::: Artigo
Caso ainda não tenha conferido, a primeira parte dessa trama tão polêmica, saiba que ela já está disponível aqui. Agora, prepare-se para uma imersão nos bastidores dessa trama que deu o que falar, dentro e fora da televisão.
Trocando em miúdos
Os Gigantes foi corajosa demais, abrindo a discussão sobre eutanásia pela primeira vez na telinha. Botou na roda não só os lances legais, mas também os religiosos e éticos. Até os dias atuais, a prática é considerada crime de homicídio no Brasil, quem assistiu Justiça (2016), sabe muito bem do que estou escrevendo aqui, pois tivemos um caso parecido na trama de Manuela Dias.
“Acho que Os Gigantes vai conseguir menos audiência que as outras novelas. Ela vai encontrar muita resistência por parte do público, não só por abordar temas como a eutanásia, mas por causa da personalidade de Paloma. Mas estamos cientes por que ela coloca em xeque e vai discutir os valores morais mais conservadores”. (O Globo, 20 de agosto de 1979)
Foto: Reprodução/TV Globo
Lauro já tinha noção que o público não seria tão fiel a sua história. A real é que a novela anterior, Pai Herói, fazia um sucesso absurdo, com uma média de 70 pontos e até batendo 80 em alguns capítulos. Agora, com Os Gigantes, a coisa estava desandando, a audiência caiu pra uns 50 pontos, o que deixou a galera lá na Globo com as anteninhas ligadas.
::::::
::: Trechos da listagem
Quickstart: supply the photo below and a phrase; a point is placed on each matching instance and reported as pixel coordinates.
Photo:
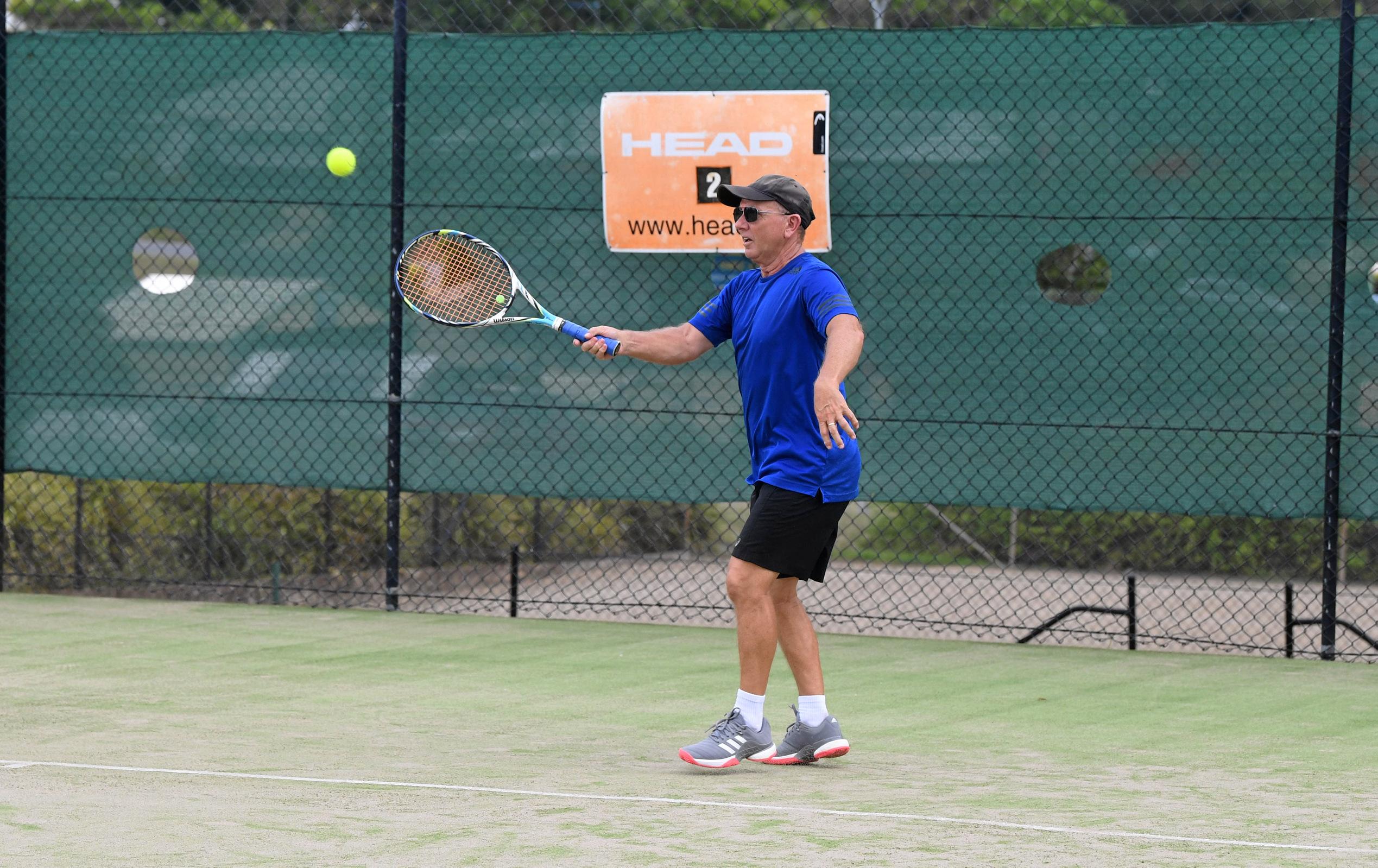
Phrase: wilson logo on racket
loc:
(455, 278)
::::::
::: Trechos da listagem
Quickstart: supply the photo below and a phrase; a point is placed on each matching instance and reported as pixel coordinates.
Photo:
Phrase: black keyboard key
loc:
::::::
Prossiga com o artigo sobre a novela Os Gigantes, redigindo a parte seguinte a partir do último parágrafo apresentado. A listagem constitui material à parte, sem relação com o artigo.

Porém, uma das coisas que fez com que a emissora carioca se chateasse com o autor da trama, foi os ataques às multinacionais, representadas pelas fábricas fictícias Welkson e Eltsen. Por meio da ficção, Lauro fazia uma crítica velada à Nestlé que era uma das patrocinadoras da emissora. Em uma das cenas, um dos funcionários aparece diante do espelho, e lá, no reflexo, o nome Nestlé apareceu bem na cara dura! Aí já viu, né? Um bafafá dos infernos começou. Resultado? A Nestlé ameaçou tirar toda a publicidade inserida no canal e o autor se viu obrigado a esquecer o tema e tocar a trama pra frente. Quem diria que uma simples cena de espelho ia causar tanto tumulto, hein?
Foto: Divulgação/TV Globo
“Fiz então uma guerrilha moleque, fui muito atrevido e chamei a empresa de Eltsen. Ninguém se deu conta por muito tempo de que eu estava subliminarmente atacando uma multinacional do leite. Até o dia em que um operário da Eltsen ficou diante do espelho. Então foi possível a todo Brasil ler, com clareza, Nestlé. Eu me divertia enquanto alguns preparavam meu túmulo na TV Globo”. (Lauro César Muniz: Solta o Verbo, de Hersch W. Basbaum, Imprensa Oficial, São Paulo, 2010)
Foto: Divulgação/TV Globo
Outro tema que deu o que falar, foi um suposto envolvimento homossexual entre as personagens Paloma (Dina Sfat) e Renata (Lídia Brondi), também foram contidas.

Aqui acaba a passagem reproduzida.